** start Dataset entries **
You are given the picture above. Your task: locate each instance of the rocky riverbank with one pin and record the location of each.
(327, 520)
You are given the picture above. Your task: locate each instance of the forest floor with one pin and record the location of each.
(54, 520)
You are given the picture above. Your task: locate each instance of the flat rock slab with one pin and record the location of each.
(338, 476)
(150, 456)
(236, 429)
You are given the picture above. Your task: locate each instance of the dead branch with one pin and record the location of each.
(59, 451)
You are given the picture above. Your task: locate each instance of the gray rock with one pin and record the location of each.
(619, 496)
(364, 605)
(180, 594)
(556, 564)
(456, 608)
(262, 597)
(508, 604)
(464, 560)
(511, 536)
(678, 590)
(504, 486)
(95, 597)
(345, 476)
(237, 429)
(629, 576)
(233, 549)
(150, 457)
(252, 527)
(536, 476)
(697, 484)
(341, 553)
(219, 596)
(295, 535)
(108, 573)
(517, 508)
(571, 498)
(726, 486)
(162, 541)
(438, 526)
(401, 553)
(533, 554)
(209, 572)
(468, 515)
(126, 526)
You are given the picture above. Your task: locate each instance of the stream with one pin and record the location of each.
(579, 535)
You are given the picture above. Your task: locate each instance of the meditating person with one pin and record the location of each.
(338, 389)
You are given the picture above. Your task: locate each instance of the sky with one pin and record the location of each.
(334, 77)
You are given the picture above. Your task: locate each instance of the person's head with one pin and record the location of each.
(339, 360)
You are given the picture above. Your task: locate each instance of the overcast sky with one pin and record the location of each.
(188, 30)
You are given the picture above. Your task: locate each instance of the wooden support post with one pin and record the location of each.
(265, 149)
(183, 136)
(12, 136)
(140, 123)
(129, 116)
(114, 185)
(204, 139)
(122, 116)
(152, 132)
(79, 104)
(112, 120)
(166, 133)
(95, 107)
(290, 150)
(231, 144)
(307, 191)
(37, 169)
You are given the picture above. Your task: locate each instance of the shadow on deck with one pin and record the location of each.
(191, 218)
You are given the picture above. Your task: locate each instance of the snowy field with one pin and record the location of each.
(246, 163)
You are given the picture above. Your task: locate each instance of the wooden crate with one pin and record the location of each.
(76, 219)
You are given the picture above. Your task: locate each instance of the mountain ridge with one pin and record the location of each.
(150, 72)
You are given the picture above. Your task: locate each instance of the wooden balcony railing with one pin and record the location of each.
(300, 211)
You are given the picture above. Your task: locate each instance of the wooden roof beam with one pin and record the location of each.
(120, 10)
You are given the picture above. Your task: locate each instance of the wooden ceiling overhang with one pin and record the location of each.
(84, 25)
** end Dataset entries **
* _Exercise_: Recast the records from the line with "of the snowy" through the end of the records as a two-column CSV with the columns record_text and answer. Each row should hold one record's text and its answer, with each field in quotation marks and any line breaks replaced by spaces.

* _Final result_:
record_text,answer
"You are given the picture above. Your task: locate each instance of the snowy field with one pin and record the location of each.","(246, 163)"
"You are given the picture above. Your task: locate each instance of the wooden crate with one pin and record the location of each.","(76, 219)"
"You are given the picture above. Your task: locate each instance of the mountain ridge with one pin and record the location of each.","(150, 72)"
"You are given the picture above. Your task: locate each instance of the wooden balcony railing with one pin and record the location of each.","(300, 211)"
"You are given the picture above. Your task: locate each instance of the wooden roof beam with one pin and record the location of each.","(120, 10)"
"You are given the picture above. Your task: locate each instance of the wooden ceiling overhang with one pin and record the location of each.","(84, 25)"